Please reproduce the entries that follow without a single difference.
<<<<
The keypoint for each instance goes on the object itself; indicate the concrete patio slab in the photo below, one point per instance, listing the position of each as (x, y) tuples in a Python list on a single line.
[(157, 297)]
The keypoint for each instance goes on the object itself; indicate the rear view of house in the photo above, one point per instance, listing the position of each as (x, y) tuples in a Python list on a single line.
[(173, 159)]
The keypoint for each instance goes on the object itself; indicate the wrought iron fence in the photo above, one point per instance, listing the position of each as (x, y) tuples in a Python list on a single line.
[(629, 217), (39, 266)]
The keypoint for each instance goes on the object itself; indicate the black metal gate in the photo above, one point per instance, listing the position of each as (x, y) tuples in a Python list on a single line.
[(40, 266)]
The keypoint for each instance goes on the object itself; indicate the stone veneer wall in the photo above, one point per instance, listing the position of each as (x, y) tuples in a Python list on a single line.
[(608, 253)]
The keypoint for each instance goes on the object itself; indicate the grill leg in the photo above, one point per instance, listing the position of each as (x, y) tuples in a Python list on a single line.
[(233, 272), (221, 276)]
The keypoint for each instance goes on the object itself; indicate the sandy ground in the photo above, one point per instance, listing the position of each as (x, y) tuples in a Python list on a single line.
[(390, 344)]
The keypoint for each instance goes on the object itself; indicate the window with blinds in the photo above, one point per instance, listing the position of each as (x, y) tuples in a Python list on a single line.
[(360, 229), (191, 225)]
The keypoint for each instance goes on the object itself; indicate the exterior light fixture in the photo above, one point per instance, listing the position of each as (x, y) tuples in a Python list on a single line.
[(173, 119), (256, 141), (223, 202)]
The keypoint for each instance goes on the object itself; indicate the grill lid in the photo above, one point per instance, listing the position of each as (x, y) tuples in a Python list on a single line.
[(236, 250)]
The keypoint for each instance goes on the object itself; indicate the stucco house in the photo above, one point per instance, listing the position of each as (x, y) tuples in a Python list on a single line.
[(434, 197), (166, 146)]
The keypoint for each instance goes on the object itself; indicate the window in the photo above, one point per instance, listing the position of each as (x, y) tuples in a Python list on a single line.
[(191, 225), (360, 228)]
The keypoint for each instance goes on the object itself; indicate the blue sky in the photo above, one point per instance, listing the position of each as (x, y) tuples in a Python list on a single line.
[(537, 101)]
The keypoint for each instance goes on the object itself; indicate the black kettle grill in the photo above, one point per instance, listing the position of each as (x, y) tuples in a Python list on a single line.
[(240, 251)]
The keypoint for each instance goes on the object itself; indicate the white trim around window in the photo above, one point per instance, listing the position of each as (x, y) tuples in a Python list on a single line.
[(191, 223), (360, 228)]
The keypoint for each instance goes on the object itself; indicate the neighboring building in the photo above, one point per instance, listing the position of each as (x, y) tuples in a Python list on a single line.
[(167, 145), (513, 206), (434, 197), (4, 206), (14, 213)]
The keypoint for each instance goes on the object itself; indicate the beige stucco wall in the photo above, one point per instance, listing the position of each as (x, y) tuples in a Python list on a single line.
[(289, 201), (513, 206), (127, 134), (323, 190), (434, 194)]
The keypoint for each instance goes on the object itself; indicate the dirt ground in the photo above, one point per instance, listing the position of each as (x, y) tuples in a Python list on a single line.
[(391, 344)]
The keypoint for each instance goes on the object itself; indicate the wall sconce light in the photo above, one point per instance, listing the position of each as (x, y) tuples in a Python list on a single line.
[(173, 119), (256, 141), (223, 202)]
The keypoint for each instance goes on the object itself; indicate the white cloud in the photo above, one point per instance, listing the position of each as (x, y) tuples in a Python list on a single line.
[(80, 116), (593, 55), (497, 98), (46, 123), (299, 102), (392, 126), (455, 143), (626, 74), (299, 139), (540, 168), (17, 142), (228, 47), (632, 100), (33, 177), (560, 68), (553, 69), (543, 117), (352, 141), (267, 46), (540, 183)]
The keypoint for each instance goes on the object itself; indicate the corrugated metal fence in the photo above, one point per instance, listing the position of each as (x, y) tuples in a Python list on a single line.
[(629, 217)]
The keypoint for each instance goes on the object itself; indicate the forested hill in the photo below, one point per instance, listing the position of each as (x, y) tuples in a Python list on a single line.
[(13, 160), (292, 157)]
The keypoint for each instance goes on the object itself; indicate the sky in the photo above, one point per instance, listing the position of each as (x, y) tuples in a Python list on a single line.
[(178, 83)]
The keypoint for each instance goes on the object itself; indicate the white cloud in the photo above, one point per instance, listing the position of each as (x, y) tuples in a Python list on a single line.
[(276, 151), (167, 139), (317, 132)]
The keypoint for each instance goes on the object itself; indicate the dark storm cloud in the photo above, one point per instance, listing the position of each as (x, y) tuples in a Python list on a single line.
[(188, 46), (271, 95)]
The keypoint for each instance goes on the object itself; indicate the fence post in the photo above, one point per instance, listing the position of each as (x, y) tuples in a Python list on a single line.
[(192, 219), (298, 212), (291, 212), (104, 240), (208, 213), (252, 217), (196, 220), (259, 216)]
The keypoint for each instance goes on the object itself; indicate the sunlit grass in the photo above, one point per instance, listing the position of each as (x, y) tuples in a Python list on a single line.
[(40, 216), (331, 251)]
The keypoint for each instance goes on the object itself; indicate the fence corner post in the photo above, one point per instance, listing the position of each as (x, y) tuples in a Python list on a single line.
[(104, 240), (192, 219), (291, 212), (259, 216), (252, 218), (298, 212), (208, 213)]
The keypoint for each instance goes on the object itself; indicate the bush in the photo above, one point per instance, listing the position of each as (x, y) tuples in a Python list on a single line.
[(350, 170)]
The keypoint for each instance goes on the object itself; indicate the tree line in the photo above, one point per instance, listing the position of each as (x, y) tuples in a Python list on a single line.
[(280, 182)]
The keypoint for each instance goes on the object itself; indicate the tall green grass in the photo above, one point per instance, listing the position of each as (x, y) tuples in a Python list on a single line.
>>>>
**Result:**
The keypoint for each instance goes on the object itself; indicate the concrete patio slab in the photo below, one point per instance, listing the position of each as (x, y) tuples in a Python list on a single line.
[(157, 297)]
The keypoint for each instance goes on the object itself; indicate the rear view of house in the photo above, one point per instance, listing the position of each as (x, y) tuples in a Python list on a single line.
[(173, 159)]
The keypoint for each instance goes on the object itself; indicate the wrought iron fence in the photo above, one point per instance, listing the position of each as (x, y) tuples in a Python list on a single line.
[(629, 217), (39, 266)]
The keypoint for each instance goes on the object itself; indicate the black metal gate in the photo above, one point per instance, listing the position of each as (x, y) tuples in a Python list on a single line.
[(40, 266)]
The keypoint for each instance goes on the object itself; indicate the stone veneer wall in the photo above, one point per instance, listing the position of each as (x, y) tuples in a Python list on a single line.
[(608, 253)]
The keypoint for each instance goes on the object itself; indicate the grill leg in the photo above, one point per instance, listing the position of each as (x, y) tuples in a Python list on a single line.
[(233, 272), (221, 276)]
The keypoint for each instance goes on the object itself; indicate the sandy ground in the photo above, one point per instance, listing the position of each as (x, y) tuples in a Python list on a single line.
[(390, 344)]
The keypoint for each instance goes on the object itself; indicate the window with blinds in the photo above, one point per instance, listing the position of each as (x, y) tuples in a Python list on a single line.
[(360, 229), (191, 225)]
The keypoint for each instance goes on the object itself; indicate the exterior light fixture in the photo above, one point per instance, listing the position of each as (x, y) tuples in a Python list on a single line.
[(173, 119), (256, 141), (223, 202)]
The keypoint for each instance goes on the object itself; indicate the grill lid in the photo above, one point per instance, listing the position of each as (x, y) tuples in a Python list on a single line.
[(236, 250)]
The keypoint for each instance goes on the object itself; indicate the stucco house in the photo above, one point per instance, listing the position of each as (x, y) tuples in a Python list on a single line.
[(434, 197), (166, 146)]
The keypoint for each instance goes on the object itself; indicate the window in the photo above, one point per instance, listing the position of each as (x, y) tuples in a Python list on a single line.
[(191, 225), (360, 228)]
The keypoint for each instance goes on the object itself; indicate the blue sky in the photo above, one point per instance, listing the position of each as (x, y) tuples in a Python list on a single line.
[(537, 101)]
The keypoint for each instance goes on the object itself; indicate the black kettle grill in the photo above, one point per instance, listing the position of each as (x, y) tuples in a Python list on a single line.
[(240, 251)]
The keypoint for each instance goes on the object itself; indicate the white trim around window in the photo above, one point per instance, listing the position of each as (x, y) tuples in a Python list on a single line.
[(191, 223), (360, 228)]
The keypoint for each instance goes on the object itself; indicate the neighboring building in the photo above, one point per instance, listing the position of each as (x, y) tuples in a Python list on a single line.
[(167, 145), (513, 206), (434, 197), (4, 206), (14, 213)]
The keypoint for each instance goes on the object itself; indicate the beige stucco wall in the photo above, one point per instance, listing the position of each as (x, y) tuples in a Python list on a single line.
[(289, 201), (513, 206), (127, 134), (323, 190), (434, 194)]
The keypoint for each instance goes on the object itself; indicate the dirt ground in the photo above, one point per instance, listing the position of each as (x, y) tuples in a Python list on a single line.
[(391, 344)]
The keypoint for each instance goes on the object itself; indicate the wall sconce light in the photo above, one point per instance, listing the position of each as (x, y) tuples in a Python list on a single line.
[(173, 119), (256, 141), (223, 202)]
The keypoint for each instance goes on the object itself; indicate the white cloud in the photo above, one point per instance, listing the position of each as (x, y) tuples in a Python list on a single line.
[(80, 116), (593, 55), (497, 98), (46, 123), (299, 102), (392, 126), (455, 143), (626, 74), (299, 139), (540, 168), (17, 142), (228, 47), (632, 100), (33, 177), (560, 68), (553, 69), (543, 117), (352, 141), (267, 46), (540, 183)]
The keypoint for each instance goes on the object itself; indicate the corrugated metal fence in the photo above, one point per instance, listing the position of each as (x, y) tuples in a Python list on a single line.
[(629, 217)]
The keypoint for each instance goes on the object itself; indicate the forested hill in the photo below, one point per instance, listing the position of each as (x, y) tuples in a Python list on a single line.
[(13, 160), (292, 157)]
The keypoint for each instance goes on the object itself; indicate the sky in the photo above, one point per instance, listing the position of each as (x, y) tuples in a Python list on a single line.
[(178, 83)]
The keypoint for each instance goes on the object itself; indicate the white cloud in the photo above, one point per instance, listing the position of each as (x, y) tuples in a Python list on a single line.
[(276, 151), (167, 139), (317, 132)]
The keypoint for each instance goes on the object itself; indicate the dark storm cloud in the photo above, one point per instance, listing the position of each as (x, y) tuples in a Python list on a single line.
[(188, 46), (271, 95)]
The keypoint for each instance goes on the object itself; indicate the fence post in the photo above, one point per instance, listing the position of each as (x, y) tuples in a Python list on a single line.
[(192, 219), (298, 212), (291, 212), (104, 240), (208, 213), (252, 217), (196, 220), (259, 216)]
The keypoint for each instance goes on the object itself; indicate the sunlit grass in the photo above, one point per instance, listing the position of each as (x, y) tuples in a Python list on a single line.
[(40, 216), (331, 251)]
The keypoint for each instance goes on the object itself; indicate the fence corner post in the photo above, one point per instance, listing the position of each as (x, y) tuples in a Python list on a single line.
[(104, 240), (192, 219), (291, 212), (259, 216), (252, 218), (298, 212), (208, 213)]
The keypoint for each instance goes on the object itself; indicate the bush in the photo above, one point per instance, listing the position of each as (x, y) tuples in a Python list on a single line.
[(350, 170)]
The keypoint for each instance goes on the object itself; indicate the tree line in the photo above, one point per instance, listing the position of each as (x, y) tuples in a Python list on a single line.
[(280, 182)]
The keypoint for each instance goes on the object itself; indicate the tall green grass in the photo above, one point per instance, listing the position of each as (x, y) tuples in a Python list on a single line.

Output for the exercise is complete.